## Given problem:
Return, word for word, the lines of the records starting at the line that contains "Target: tree line" and ending at the line that contains "166 140 L 176". Include both of those lines.

Source records:
--

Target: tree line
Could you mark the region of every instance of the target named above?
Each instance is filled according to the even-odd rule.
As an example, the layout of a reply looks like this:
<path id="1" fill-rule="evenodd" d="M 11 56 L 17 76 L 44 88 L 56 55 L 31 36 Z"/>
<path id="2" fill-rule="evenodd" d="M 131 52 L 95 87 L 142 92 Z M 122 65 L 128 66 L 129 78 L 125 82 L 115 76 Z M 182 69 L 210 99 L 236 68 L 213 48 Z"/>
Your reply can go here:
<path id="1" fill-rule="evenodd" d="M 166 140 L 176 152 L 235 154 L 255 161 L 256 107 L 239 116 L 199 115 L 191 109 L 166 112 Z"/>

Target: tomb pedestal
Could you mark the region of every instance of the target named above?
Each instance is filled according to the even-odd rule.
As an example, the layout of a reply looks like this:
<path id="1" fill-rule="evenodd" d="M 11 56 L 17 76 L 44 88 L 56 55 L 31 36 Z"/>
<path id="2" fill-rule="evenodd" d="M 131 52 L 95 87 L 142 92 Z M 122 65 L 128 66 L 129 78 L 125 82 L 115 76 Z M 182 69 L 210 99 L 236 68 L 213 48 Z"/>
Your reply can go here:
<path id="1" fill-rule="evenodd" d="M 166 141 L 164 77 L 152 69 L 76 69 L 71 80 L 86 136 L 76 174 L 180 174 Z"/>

--

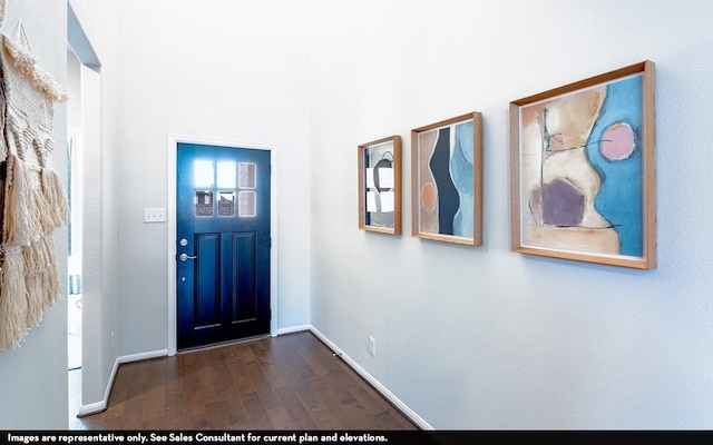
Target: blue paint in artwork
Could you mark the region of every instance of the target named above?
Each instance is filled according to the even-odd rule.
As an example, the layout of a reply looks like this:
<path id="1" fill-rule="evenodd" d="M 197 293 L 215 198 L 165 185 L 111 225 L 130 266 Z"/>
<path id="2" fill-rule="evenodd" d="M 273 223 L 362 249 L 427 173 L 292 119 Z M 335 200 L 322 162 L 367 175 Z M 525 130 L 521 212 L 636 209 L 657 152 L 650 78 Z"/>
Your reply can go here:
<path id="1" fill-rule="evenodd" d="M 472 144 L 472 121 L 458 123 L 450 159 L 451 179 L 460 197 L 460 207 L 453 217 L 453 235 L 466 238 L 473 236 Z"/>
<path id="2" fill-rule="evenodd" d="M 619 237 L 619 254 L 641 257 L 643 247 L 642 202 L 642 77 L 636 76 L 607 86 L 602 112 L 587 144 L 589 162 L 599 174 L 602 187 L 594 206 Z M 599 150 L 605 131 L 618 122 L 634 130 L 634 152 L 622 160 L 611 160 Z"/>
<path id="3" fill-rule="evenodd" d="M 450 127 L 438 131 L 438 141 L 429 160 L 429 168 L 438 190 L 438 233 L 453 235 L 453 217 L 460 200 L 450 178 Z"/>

--

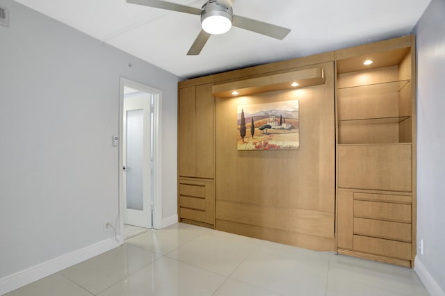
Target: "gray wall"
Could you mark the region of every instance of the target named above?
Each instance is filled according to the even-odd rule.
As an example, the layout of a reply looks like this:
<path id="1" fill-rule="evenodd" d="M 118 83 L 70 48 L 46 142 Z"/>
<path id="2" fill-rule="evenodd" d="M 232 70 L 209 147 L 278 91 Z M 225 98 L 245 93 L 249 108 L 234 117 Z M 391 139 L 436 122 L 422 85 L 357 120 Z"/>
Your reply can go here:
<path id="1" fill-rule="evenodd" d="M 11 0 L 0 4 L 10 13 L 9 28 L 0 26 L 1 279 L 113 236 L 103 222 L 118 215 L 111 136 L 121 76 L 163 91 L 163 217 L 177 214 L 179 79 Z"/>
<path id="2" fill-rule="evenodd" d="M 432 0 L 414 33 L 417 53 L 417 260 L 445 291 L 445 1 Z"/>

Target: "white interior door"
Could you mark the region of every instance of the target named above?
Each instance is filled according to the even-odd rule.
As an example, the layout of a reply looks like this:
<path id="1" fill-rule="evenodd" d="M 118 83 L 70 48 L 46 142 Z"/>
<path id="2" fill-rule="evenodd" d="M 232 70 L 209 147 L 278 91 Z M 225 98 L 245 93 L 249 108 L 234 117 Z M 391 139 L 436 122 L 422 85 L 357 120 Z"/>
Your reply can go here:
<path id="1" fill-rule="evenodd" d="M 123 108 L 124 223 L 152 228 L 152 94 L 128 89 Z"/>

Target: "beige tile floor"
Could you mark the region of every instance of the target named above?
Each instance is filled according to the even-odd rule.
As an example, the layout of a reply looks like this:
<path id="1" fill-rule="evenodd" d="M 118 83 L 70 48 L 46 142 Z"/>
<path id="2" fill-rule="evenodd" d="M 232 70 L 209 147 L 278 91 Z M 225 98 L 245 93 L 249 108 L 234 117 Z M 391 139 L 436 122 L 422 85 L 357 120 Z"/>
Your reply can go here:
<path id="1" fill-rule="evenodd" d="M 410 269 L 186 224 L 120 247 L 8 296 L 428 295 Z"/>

--

## Solution:
Target: tree line
Could you mark the region of every instance of the target named above?
Each instance is filled according to the even-odd rule.
As an example, the layout of a reply looks like this:
<path id="1" fill-rule="evenodd" d="M 11 56 L 17 76 L 44 88 L 56 55 L 31 36 Z"/>
<path id="2" fill-rule="evenodd" d="M 131 52 L 95 87 L 142 92 Z M 122 65 L 128 66 L 129 78 L 125 82 L 115 76 Z M 182 69 L 210 99 L 236 68 L 213 48 Z"/>
Your reply can go here:
<path id="1" fill-rule="evenodd" d="M 166 140 L 176 152 L 235 154 L 255 161 L 256 107 L 239 116 L 199 115 L 191 109 L 166 112 Z"/>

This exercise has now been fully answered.